The evolving science of psychiatry

Science is beginning to reinforce the practice of psychiatry through increasing understanding of neurobiology, said Sheldon Preskorn (Professor of Psychiatry, University of Kansas School of Medicine-Wichita, Wichita, KS). At a fascinating session at Psych Congress, he explained why psychiatry can be compared to computer science, how synapses enable learning, and why emotions precede cognition, and highlighted the importance of brain circuits and that psychopathology can result from faulty connections.

The brain is effectively five “brains” layered on top of each other

The brain has evolved over the past 3 billion (3000 million) years and was last upgraded 10,000 years ago when gene variants developed, said Professor Preskorn. As a result, it is effectively five “brains” layered on top of each other, with the most basic “brain” being the spinal cord. It comprises:

  1. 100 billion (1011) neurons
  2. 10–50 glial cells per neuron
  3. 1 quadrillion (1015) synapses

The brain is organized into hierarchical circuits, with the lower brain regulating the internal environment, while the higher brain interacts with the external environment.

Synapses enable learning

The brain is not hardwired, explained Professor Preskorn. Instead the synapses in the brain that transmit the signals they receive from one neuron to another by diffusion chemistry enable learning.

════

→ Requirement: Extend the article on the evolving science of psychiatry, picking up after its last sentence.

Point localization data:
════

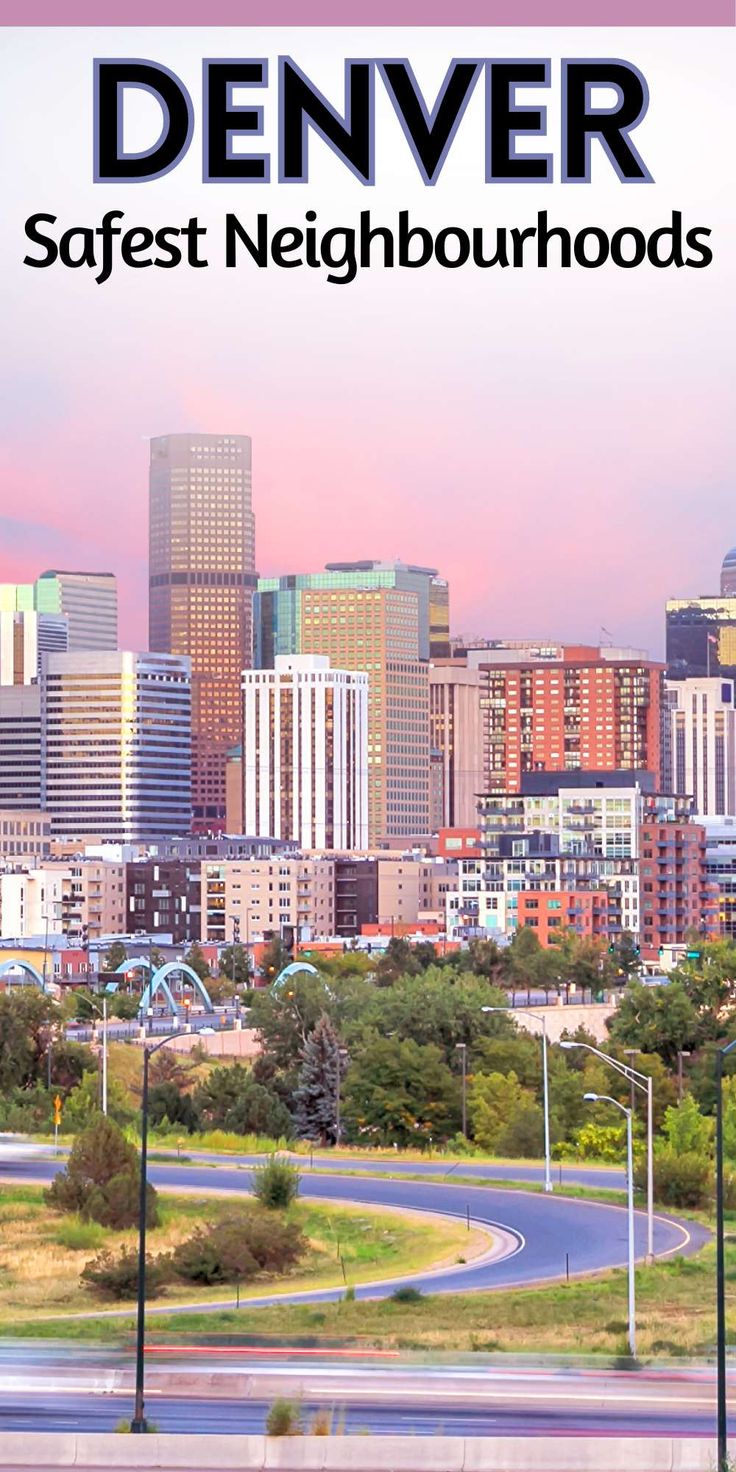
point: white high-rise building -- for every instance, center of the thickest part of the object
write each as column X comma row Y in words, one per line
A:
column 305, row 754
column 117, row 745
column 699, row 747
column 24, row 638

════

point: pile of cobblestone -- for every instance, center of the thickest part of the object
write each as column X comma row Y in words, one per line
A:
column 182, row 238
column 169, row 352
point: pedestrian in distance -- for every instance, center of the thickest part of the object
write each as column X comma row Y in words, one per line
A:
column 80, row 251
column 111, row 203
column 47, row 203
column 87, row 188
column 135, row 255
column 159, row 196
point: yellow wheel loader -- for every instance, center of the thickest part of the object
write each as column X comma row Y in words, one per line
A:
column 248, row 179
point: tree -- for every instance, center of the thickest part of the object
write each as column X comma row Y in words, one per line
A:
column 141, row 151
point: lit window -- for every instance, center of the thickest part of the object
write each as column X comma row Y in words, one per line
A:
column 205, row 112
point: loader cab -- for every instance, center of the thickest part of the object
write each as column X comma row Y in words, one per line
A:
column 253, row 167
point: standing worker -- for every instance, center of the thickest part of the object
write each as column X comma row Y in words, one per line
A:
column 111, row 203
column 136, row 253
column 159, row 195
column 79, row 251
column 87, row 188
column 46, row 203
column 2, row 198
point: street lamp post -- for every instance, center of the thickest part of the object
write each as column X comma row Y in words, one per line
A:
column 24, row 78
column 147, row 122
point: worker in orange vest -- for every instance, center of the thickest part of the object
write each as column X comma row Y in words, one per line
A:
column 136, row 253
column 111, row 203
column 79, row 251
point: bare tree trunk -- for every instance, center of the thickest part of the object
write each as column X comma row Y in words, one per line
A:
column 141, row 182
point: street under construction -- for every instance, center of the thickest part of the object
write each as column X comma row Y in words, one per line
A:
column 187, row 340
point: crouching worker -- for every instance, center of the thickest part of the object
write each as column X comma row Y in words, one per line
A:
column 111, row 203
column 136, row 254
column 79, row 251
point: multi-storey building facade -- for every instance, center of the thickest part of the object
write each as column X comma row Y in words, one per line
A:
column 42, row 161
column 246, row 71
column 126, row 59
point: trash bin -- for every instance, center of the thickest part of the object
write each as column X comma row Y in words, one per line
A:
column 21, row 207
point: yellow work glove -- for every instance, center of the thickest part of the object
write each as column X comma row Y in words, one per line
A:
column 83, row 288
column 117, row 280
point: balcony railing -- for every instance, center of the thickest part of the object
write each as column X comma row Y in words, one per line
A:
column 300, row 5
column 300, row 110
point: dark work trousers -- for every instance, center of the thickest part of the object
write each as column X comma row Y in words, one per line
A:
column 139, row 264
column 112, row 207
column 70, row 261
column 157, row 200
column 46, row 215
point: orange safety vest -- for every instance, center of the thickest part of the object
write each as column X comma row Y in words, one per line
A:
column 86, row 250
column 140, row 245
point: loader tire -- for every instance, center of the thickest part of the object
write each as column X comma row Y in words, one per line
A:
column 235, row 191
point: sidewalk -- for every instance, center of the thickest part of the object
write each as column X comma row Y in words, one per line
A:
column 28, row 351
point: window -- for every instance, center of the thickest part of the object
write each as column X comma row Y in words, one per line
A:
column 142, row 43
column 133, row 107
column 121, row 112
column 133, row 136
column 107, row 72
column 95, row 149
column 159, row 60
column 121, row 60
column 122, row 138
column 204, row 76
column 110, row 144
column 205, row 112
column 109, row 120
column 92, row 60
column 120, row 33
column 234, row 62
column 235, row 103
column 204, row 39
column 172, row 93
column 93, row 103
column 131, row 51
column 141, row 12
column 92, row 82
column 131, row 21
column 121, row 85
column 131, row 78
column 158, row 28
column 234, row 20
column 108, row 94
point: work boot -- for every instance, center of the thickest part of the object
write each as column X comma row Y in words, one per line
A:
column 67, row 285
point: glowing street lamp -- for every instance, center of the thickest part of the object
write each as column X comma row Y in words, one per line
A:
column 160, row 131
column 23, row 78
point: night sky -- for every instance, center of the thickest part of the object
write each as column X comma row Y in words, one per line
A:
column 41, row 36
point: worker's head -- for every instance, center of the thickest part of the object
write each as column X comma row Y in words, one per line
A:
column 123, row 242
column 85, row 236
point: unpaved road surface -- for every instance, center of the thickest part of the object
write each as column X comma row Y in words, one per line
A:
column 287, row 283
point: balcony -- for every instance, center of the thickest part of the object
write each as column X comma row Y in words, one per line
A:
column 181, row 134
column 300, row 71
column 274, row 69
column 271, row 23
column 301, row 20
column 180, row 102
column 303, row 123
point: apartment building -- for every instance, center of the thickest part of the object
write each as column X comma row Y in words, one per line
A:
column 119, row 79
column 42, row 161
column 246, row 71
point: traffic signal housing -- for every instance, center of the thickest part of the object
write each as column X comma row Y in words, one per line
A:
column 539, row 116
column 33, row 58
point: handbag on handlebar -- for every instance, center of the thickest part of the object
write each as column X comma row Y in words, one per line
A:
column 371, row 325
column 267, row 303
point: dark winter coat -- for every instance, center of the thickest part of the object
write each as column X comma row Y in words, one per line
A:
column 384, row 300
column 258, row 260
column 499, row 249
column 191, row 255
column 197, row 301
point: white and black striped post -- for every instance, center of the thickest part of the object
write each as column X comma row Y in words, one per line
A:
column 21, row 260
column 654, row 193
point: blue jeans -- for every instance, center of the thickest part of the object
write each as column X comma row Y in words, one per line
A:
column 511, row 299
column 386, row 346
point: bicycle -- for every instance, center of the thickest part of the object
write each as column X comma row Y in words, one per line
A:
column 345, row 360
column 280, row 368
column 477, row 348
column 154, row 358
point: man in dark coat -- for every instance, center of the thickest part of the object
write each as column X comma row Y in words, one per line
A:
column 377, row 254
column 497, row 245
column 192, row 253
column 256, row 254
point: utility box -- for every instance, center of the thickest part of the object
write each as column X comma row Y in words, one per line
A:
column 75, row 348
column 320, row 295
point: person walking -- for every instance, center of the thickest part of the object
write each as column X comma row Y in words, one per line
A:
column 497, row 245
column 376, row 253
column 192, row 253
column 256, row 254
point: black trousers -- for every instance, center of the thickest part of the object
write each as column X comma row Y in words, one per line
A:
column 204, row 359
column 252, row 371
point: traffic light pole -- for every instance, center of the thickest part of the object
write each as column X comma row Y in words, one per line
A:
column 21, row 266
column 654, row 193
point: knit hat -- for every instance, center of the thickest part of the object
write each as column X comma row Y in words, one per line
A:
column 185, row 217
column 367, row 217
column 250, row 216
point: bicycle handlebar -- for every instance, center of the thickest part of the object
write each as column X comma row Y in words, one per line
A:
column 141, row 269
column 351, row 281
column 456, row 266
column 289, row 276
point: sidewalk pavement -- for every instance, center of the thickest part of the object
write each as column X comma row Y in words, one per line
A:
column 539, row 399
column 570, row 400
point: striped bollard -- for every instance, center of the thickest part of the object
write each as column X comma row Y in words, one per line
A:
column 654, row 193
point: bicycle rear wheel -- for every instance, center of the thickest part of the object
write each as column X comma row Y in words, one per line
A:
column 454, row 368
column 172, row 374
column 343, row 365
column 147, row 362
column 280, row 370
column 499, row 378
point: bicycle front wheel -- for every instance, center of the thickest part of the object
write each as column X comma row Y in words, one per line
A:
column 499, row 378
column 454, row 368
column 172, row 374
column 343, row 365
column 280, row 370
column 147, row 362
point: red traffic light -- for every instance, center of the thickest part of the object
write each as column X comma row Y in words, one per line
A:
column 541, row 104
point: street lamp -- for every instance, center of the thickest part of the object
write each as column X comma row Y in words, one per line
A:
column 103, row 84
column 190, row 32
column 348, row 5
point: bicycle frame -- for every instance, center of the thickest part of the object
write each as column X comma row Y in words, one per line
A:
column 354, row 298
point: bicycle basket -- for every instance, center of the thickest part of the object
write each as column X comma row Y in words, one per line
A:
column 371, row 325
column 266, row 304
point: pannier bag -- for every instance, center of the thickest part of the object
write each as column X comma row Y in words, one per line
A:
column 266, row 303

════

→ Written response:
Each receptor in the nerve ending is subject to genetic variance

The monoamine synaptic neurotransmitters — such as dopamine, serotonin (5-hydroxytryptamine [5-HT]), norepinephrine and epinephrine — set the tone, but do not carry point to point information, he said. Each receptor in the nerve ending is encoded by a gene and is subject to genetic variance.

Psychiatry is therefore like computer science, Professor Preskorn said. The hardware (brain) cannot function without the software (learning throughout lives).

The thalamic-pallidal-striatal-cortical circuit impacts motor, spatial, visual and affective functions

The thalamic-pallidal-striatal-cortical circuit describes the brain circuit between the thalamus (a relay station that sends sensory information to different regions of the brain), the globus pallidus (the oldest part of the striatum), the striatum (basal ganglia), and the cortex, explained Professor Preskorn.

Some psychopathology involves faulty connections

The basic structure of the circuit has evolved over different domains of functioning, and it impacts motor, spatial, visual and affective functions, explained Professor Preskorn.

The striatum was initially thought to have a purely motor function. However, through its connections with the cortex, thalamus and brainstem to integrate and respond to sensory, emotional and cognitive inputs, it is now known to orchestrate and execute planned goal-directed behaviors.1

Some psychopathology involves faulty connections within the thalamic-pallidal-striatal-cortical circuit, while use of LSD leads to afferent input to the “wrong” regions, resulting in visual and auditory hallucinations, added Professor Preskorn.

Emotions precede cognition

Cognition does not cause emotions, but can help train emotions

The amygdala is a nucleus deep within the medial temporal cortex. It processes emotional information, such as fear extremely quickly and before it is perceived cognitively by the frontal lobes.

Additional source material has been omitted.